* [YOUR GOAL]: Copy the lines below as they are; omit the images they contain.

------------------------------

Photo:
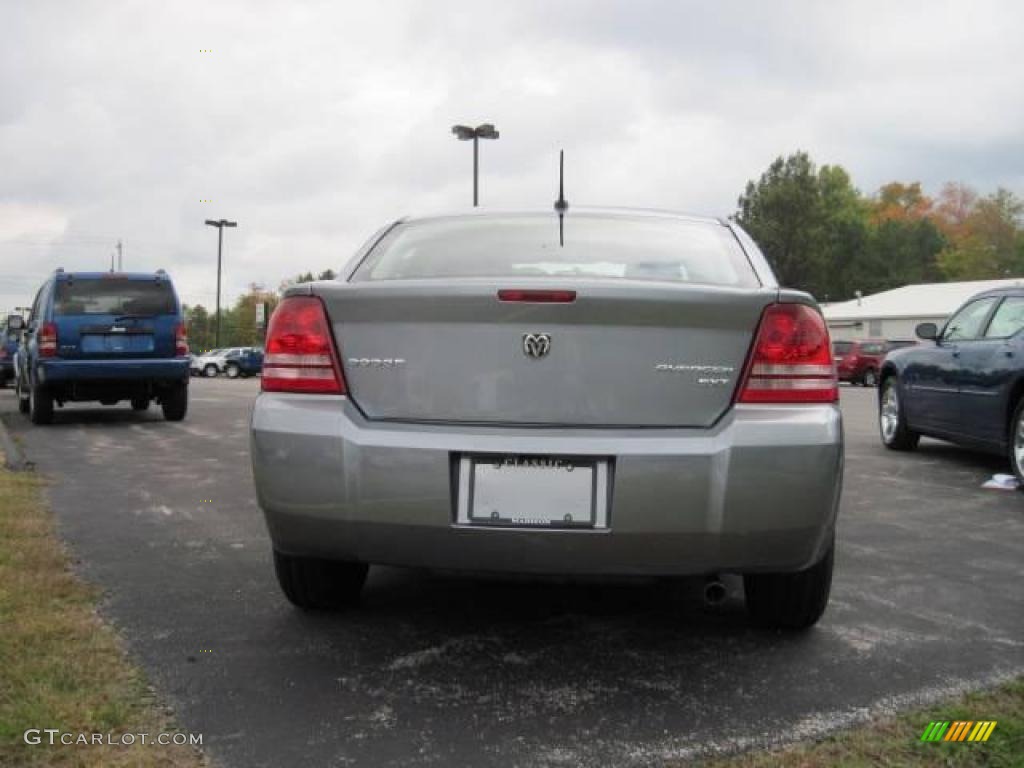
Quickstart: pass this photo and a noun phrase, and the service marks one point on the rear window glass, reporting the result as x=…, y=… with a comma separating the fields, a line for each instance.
x=527, y=245
x=119, y=296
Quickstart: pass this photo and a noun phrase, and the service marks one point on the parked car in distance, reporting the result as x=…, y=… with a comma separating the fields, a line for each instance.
x=859, y=361
x=9, y=337
x=612, y=392
x=245, y=363
x=965, y=384
x=214, y=363
x=105, y=337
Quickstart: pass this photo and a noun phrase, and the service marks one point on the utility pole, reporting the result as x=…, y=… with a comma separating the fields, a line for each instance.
x=466, y=133
x=220, y=224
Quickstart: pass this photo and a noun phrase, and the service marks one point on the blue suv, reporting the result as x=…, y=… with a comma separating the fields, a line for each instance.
x=105, y=337
x=8, y=346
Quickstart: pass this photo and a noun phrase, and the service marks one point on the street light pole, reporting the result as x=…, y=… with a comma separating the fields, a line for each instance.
x=220, y=224
x=465, y=133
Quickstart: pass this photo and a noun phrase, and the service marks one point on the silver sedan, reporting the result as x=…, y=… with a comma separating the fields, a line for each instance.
x=615, y=392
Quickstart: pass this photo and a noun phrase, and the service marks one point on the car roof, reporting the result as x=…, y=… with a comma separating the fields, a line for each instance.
x=1007, y=291
x=610, y=212
x=123, y=275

------------------------------

* [THE COMPLETED TASK]:
Photo:
Quickstart: pass this photo and a noun phrase, and the service marks one point on the rear window glass, reporting the result as x=…, y=… with a comma separating the fields, a line for each instance.
x=527, y=245
x=119, y=296
Quickstart: pass this photo and a noun phrase, and the service marks one point on the parked car in distance, reporting the result as x=…, y=… with a comma separating the fields, a line for each instance.
x=859, y=361
x=9, y=337
x=612, y=392
x=245, y=363
x=965, y=384
x=214, y=363
x=105, y=337
Quickstart: pass this photo and a noun phrase, and the service marks one point on the utility pole, reporting the result as x=…, y=… with a comma separating the fields, a line for each instance.
x=466, y=133
x=220, y=224
Quickstart: pass this photo and a noun phrase, and the service marks one point on the blue suv, reporting the result as x=…, y=… with a comma separating the fields, a line for each instance.
x=105, y=337
x=8, y=346
Quickstart: pass this photo and a noun phrase, and the service marks one point on the street light pole, reporting the result as x=…, y=… with a comma separating the fields, a line for each instance.
x=220, y=224
x=465, y=133
Quickstart: pass this photo and a noun phrase, and the service marks one point on the silver sedan, reporting the result as x=…, y=… with a comma separating the fields, a line for each instance.
x=615, y=392
Quickstart: pass this photo and a noun phrase, and the service marks one point on the car roof, reporting the result as x=…, y=… with a comma separating the fields, a line for each instance.
x=1007, y=291
x=610, y=212
x=123, y=275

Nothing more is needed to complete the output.